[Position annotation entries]
## START

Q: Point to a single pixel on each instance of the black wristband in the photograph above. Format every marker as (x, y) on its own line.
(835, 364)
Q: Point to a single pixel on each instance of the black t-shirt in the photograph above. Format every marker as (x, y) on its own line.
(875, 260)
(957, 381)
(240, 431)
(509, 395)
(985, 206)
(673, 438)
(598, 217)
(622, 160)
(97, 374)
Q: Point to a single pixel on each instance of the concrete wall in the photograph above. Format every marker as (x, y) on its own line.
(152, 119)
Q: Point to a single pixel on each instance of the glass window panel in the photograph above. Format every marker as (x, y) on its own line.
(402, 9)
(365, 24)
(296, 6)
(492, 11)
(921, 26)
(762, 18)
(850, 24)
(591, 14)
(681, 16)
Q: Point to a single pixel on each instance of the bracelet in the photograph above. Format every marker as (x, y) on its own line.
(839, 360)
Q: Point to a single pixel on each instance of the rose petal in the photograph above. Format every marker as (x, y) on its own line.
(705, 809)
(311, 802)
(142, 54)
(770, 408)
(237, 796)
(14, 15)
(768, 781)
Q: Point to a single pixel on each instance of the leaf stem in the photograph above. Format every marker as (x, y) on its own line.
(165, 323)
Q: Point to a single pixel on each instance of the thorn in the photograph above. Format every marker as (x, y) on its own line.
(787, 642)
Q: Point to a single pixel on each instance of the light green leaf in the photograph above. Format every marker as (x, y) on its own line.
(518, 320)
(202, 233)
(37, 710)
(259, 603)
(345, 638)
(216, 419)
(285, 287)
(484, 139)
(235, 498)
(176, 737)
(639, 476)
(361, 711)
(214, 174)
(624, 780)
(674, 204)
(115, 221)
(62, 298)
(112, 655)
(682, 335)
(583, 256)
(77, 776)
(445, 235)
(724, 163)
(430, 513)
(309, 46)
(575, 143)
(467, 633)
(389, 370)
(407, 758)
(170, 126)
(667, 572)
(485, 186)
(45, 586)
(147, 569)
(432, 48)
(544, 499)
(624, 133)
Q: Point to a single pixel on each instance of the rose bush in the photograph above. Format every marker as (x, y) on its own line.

## END

== SHORT TASK ==
Reproduce unchanged the stretch of entries from the line containing "of the concrete" through the end of the entries, including both of those lines.

== ANSWER TO THIS EXERCISE ==
Q: Point to a single pixel on each instance of the concrete wall in the photograph above. Format every marker as (x, y) on its own line.
(152, 119)
Q: Point to a single pixel on each instance of the glass window panel in the photograph above. Format every marker as (x, y) on its own line.
(402, 9)
(365, 24)
(296, 6)
(492, 11)
(921, 26)
(762, 18)
(850, 24)
(591, 14)
(681, 16)
Q: Point to a single pixel on each instance of the bracelet in the photograph above. Format every marker as (x, y) on its own line.
(839, 360)
Q: Point to a single pixel on each instance of the rose petal in the photograph above. Format every marker as (x, y) on its own line.
(705, 809)
(311, 802)
(142, 54)
(770, 408)
(237, 796)
(14, 15)
(768, 781)
Q: Point to a single pixel on each instance of the leaf stem in the photograph above. Format every marker as (x, y) on its own line.
(165, 323)
Q: Point to a single pixel on each instance of the thorn in the photograph above. Format every marker as (x, y) on its own line.
(787, 642)
Q: Point to a single pixel on each instance of the light green leaf in the photograph above. Format every marker as (x, y) on its own line.
(518, 320)
(202, 233)
(37, 710)
(259, 603)
(345, 638)
(216, 419)
(285, 287)
(484, 139)
(235, 498)
(176, 737)
(639, 476)
(361, 711)
(214, 174)
(624, 780)
(674, 204)
(115, 221)
(62, 298)
(112, 655)
(682, 335)
(583, 256)
(77, 776)
(445, 235)
(724, 163)
(430, 513)
(309, 46)
(575, 143)
(467, 633)
(389, 370)
(407, 758)
(170, 126)
(667, 572)
(485, 186)
(45, 586)
(147, 569)
(432, 48)
(544, 499)
(624, 133)
Q: Point to a single pixel on each instance of the rose bush in the photograph above. Format every marker as (x, y) on its own line.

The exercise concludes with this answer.